- **WHAT YOU ARE ASKED TO DO**: Convert the data below into a JSON list of strings, one string per line, omitting blank lines and the lines that stand in for pictures.

* start RECORDED DATA *

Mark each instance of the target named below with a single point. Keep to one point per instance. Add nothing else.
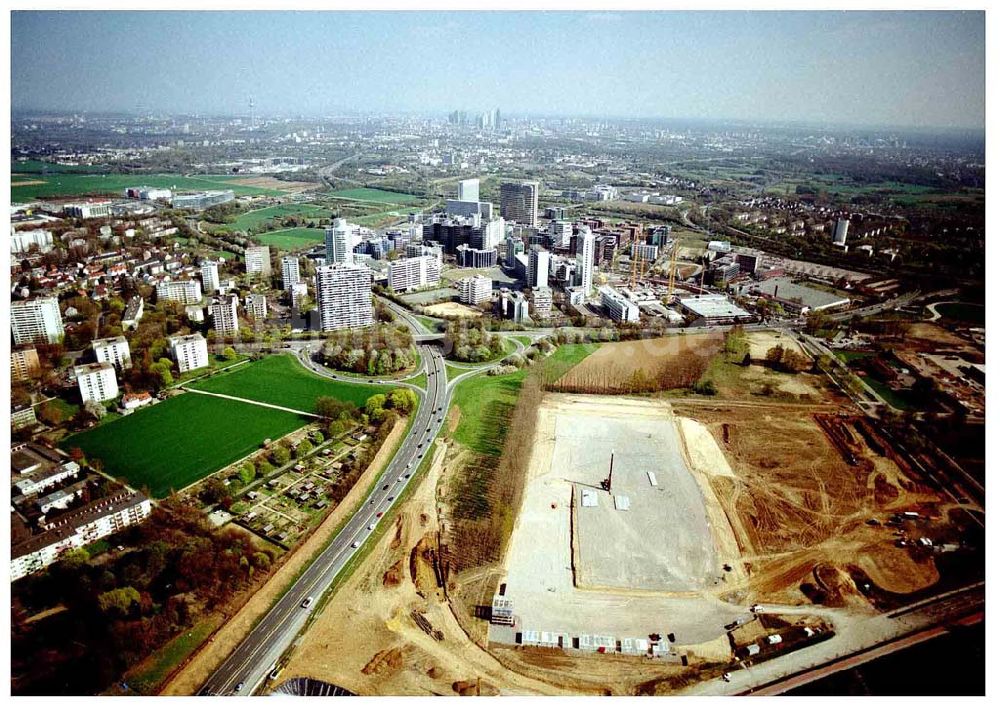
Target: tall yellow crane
(672, 270)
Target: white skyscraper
(225, 320)
(538, 267)
(340, 239)
(35, 321)
(519, 202)
(258, 261)
(209, 276)
(585, 260)
(468, 190)
(290, 274)
(344, 296)
(560, 233)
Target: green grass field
(479, 396)
(291, 239)
(251, 219)
(283, 381)
(368, 194)
(177, 442)
(36, 167)
(72, 185)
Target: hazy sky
(904, 68)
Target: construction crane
(606, 483)
(672, 270)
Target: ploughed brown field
(634, 366)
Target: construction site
(648, 532)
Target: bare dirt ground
(450, 308)
(799, 510)
(190, 678)
(369, 640)
(760, 341)
(271, 183)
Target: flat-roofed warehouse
(713, 309)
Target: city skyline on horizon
(740, 67)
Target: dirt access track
(800, 506)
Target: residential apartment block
(97, 381)
(344, 296)
(114, 351)
(189, 351)
(36, 321)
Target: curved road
(247, 667)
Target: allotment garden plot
(171, 445)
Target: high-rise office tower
(538, 267)
(290, 274)
(339, 240)
(209, 277)
(519, 202)
(225, 320)
(585, 260)
(344, 296)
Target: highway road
(249, 664)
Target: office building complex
(36, 321)
(97, 381)
(471, 258)
(114, 351)
(186, 292)
(541, 300)
(560, 234)
(414, 272)
(538, 267)
(519, 202)
(225, 318)
(344, 296)
(473, 290)
(202, 200)
(290, 273)
(209, 277)
(619, 308)
(190, 352)
(258, 261)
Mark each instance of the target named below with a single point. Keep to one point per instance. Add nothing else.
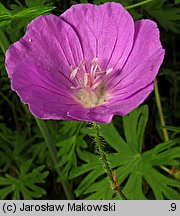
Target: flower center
(89, 87)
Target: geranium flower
(89, 64)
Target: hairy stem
(162, 121)
(110, 173)
(160, 111)
(52, 151)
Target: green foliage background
(58, 159)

* end RECORDED DATA *

- **WRITTEN RESPONSE**:
[
  "Mark each instance of the target named below with a single point. Keep to one point per instance. Add nothing else.",
  "Target: tall yellow crane",
  "(672, 270)",
  "Target: white skyscraper",
  "(225, 320)",
  "(538, 267)",
  "(340, 239)",
  "(35, 321)",
  "(519, 202)",
  "(258, 261)",
  "(209, 276)",
  "(585, 260)",
  "(468, 190)",
  "(290, 274)",
  "(344, 296)",
  "(560, 233)",
  "Target: green grass field",
  "(479, 396)",
  "(291, 239)",
  "(251, 219)",
  "(283, 381)",
  "(368, 194)",
  "(177, 442)",
  "(36, 167)",
  "(72, 185)",
  "Target: hazy sky",
  "(904, 68)",
  "Target: construction crane",
  "(606, 483)",
  "(672, 270)",
  "Target: ploughed brown field",
  "(634, 366)",
  "Target: construction site",
  "(648, 532)",
  "Target: bare dirt ground",
  "(450, 308)",
  "(799, 510)",
  "(190, 678)",
  "(369, 640)",
  "(760, 341)",
  "(271, 183)",
  "Target: flat-roofed warehouse",
  "(713, 309)",
  "Target: city skyline on horizon",
  "(740, 67)",
  "Target: dirt access track",
  "(800, 506)",
  "Target: residential apartment block",
  "(97, 381)",
  "(344, 296)",
  "(114, 351)",
  "(189, 351)",
  "(36, 321)",
  "Target: curved road",
  "(247, 667)",
  "Target: allotment garden plot",
  "(171, 445)",
  "Target: high-rise office tower",
  "(538, 267)",
  "(290, 274)",
  "(339, 240)",
  "(209, 277)",
  "(519, 202)",
  "(225, 320)",
  "(585, 260)",
  "(344, 296)",
  "Target: highway road",
  "(249, 664)",
  "Target: office building complex",
  "(36, 321)",
  "(97, 381)",
  "(471, 258)",
  "(114, 351)",
  "(186, 292)",
  "(541, 300)",
  "(560, 234)",
  "(414, 272)",
  "(538, 267)",
  "(519, 202)",
  "(225, 318)",
  "(344, 296)",
  "(473, 290)",
  "(202, 200)",
  "(290, 273)",
  "(209, 277)",
  "(619, 308)",
  "(190, 352)",
  "(258, 261)",
  "Mark each instance of the target named below with a single point. Keep to one point per instance. Add nothing else.",
  "Target: flower center",
  "(89, 87)",
  "Target: geranium flower",
  "(89, 64)",
  "Target: hairy stem",
  "(162, 121)",
  "(110, 173)",
  "(160, 111)",
  "(52, 151)",
  "Target: green foliage background",
  "(58, 159)"
]